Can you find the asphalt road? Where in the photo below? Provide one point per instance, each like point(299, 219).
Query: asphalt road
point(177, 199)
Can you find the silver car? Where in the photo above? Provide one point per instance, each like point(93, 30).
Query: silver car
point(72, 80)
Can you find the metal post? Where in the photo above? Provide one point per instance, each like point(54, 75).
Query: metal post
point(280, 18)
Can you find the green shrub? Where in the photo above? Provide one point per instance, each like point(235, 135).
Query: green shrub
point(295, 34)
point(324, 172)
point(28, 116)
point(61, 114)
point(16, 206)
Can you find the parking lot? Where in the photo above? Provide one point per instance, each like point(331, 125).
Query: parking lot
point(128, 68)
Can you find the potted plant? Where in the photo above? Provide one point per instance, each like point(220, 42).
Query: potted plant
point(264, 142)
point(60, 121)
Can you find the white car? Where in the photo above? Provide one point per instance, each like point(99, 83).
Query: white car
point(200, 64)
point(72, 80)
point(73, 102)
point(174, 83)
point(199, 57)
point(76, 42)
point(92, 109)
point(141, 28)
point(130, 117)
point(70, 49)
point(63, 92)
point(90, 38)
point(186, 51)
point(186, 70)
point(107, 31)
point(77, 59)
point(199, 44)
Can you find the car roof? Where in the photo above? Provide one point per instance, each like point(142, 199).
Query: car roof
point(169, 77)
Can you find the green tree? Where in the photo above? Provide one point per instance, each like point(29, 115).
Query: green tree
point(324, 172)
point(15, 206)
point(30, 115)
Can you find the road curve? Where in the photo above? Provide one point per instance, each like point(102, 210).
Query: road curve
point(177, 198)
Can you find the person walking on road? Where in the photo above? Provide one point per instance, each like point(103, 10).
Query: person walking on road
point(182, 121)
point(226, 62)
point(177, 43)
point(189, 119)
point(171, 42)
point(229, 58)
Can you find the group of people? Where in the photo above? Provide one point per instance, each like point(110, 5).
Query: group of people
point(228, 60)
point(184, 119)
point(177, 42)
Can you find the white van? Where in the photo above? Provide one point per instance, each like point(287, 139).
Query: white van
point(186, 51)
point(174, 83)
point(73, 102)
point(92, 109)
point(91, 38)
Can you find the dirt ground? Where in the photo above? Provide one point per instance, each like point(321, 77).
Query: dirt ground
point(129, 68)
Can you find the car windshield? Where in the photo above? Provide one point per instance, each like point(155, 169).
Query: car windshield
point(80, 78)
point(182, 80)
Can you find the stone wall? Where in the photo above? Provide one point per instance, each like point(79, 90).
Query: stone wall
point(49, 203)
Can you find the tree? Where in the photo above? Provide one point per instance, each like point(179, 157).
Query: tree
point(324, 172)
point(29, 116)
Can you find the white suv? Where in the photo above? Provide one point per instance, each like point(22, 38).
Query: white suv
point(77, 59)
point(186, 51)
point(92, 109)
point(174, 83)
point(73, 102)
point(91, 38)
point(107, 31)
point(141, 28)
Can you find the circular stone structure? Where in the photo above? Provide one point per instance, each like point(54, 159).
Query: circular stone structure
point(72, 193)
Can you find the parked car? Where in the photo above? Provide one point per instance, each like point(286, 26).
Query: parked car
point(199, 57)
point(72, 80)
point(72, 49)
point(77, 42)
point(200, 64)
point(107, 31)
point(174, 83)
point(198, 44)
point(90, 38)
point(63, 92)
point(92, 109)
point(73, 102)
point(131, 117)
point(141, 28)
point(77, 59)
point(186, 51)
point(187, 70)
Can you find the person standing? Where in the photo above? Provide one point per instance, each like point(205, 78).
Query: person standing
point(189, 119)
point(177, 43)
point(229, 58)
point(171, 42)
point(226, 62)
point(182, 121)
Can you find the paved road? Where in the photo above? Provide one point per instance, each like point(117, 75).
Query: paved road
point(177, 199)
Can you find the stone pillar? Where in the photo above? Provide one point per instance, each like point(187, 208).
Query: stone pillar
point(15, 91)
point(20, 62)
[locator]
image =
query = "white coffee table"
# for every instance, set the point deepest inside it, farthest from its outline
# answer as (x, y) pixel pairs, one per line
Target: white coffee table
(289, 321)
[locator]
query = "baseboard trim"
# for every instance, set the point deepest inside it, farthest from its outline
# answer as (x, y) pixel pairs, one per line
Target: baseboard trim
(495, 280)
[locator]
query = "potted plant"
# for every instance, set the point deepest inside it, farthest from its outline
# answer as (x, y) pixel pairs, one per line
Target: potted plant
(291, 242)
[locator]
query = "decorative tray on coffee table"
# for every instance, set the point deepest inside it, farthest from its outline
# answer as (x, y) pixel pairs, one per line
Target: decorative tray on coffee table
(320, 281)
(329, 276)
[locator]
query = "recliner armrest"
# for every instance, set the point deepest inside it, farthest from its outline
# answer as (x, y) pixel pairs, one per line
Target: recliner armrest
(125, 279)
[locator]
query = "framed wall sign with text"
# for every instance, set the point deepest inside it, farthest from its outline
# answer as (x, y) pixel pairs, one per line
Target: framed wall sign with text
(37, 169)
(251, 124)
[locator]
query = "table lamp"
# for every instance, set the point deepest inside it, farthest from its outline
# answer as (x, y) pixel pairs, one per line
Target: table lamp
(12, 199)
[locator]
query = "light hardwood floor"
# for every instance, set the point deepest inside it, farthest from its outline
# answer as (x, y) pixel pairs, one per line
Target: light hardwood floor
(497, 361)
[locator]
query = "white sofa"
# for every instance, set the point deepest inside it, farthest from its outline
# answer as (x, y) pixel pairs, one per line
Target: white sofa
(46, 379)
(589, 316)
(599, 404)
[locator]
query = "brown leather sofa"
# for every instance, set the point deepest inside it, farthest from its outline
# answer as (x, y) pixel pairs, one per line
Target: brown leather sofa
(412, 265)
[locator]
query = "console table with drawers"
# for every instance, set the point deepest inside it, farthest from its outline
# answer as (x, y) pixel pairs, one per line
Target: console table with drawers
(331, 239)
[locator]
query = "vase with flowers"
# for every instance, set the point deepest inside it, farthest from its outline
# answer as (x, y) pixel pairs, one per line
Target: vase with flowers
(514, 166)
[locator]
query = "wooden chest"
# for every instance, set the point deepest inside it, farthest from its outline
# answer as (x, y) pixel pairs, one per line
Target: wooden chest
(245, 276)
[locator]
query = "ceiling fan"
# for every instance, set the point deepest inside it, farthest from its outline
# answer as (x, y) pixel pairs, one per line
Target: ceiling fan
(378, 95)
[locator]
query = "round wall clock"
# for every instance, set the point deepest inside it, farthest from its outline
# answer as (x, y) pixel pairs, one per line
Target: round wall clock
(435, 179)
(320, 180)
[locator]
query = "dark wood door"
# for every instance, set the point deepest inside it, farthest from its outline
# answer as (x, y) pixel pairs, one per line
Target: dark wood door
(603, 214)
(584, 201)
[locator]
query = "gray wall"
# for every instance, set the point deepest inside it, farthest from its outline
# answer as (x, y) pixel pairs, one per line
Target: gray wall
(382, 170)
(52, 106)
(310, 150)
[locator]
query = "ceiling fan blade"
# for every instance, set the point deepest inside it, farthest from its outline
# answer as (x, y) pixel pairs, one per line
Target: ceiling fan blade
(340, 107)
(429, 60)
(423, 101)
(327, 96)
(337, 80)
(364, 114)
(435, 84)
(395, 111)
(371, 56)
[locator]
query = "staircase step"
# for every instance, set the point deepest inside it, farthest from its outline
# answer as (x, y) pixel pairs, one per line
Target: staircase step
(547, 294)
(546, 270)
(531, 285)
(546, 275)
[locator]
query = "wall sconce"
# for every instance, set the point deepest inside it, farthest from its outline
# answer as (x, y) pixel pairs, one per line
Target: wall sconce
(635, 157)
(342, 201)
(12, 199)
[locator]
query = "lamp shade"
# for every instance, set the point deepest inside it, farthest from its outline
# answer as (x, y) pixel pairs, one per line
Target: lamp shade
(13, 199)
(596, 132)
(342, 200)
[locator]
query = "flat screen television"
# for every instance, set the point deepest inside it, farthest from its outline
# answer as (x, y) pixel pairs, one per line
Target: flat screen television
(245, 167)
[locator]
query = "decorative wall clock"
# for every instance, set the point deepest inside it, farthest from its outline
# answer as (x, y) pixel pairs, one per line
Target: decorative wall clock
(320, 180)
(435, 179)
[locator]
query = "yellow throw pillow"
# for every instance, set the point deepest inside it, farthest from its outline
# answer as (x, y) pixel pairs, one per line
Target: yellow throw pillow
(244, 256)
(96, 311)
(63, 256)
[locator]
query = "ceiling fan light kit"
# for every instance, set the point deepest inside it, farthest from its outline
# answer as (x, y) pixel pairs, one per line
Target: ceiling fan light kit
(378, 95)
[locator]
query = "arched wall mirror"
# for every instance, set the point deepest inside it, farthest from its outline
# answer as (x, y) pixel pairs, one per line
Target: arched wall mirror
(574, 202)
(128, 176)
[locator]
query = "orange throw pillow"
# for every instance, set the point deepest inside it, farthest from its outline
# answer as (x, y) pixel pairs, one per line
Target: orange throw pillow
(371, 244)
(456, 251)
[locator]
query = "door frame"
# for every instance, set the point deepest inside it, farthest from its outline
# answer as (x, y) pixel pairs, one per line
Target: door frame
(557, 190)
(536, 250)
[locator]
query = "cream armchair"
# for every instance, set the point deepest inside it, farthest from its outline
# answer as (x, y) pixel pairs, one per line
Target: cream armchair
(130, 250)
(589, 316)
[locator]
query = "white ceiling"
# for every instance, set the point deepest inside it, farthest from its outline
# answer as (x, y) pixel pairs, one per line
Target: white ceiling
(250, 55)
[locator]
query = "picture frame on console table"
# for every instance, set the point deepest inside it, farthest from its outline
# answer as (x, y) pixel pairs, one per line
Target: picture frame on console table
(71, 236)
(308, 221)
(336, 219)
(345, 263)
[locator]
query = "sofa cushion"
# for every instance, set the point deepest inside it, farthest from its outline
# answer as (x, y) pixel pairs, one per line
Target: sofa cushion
━━━━━━
Do this -> Rewrite the lines from the one with "Can you find the green tree?" to the one with "point(177, 198)", changing "road curve" to "road bend" and keeping everything else the same. Return only those lines.

In response ->
Can you find the green tree? Where in the photo above? Provide one point per instance, each like point(29, 115).
Query: green tree
point(324, 172)
point(15, 206)
point(30, 115)
Can you find the road bend? Where in the photo above? Provide one point per instance, each like point(102, 210).
Query: road bend
point(177, 198)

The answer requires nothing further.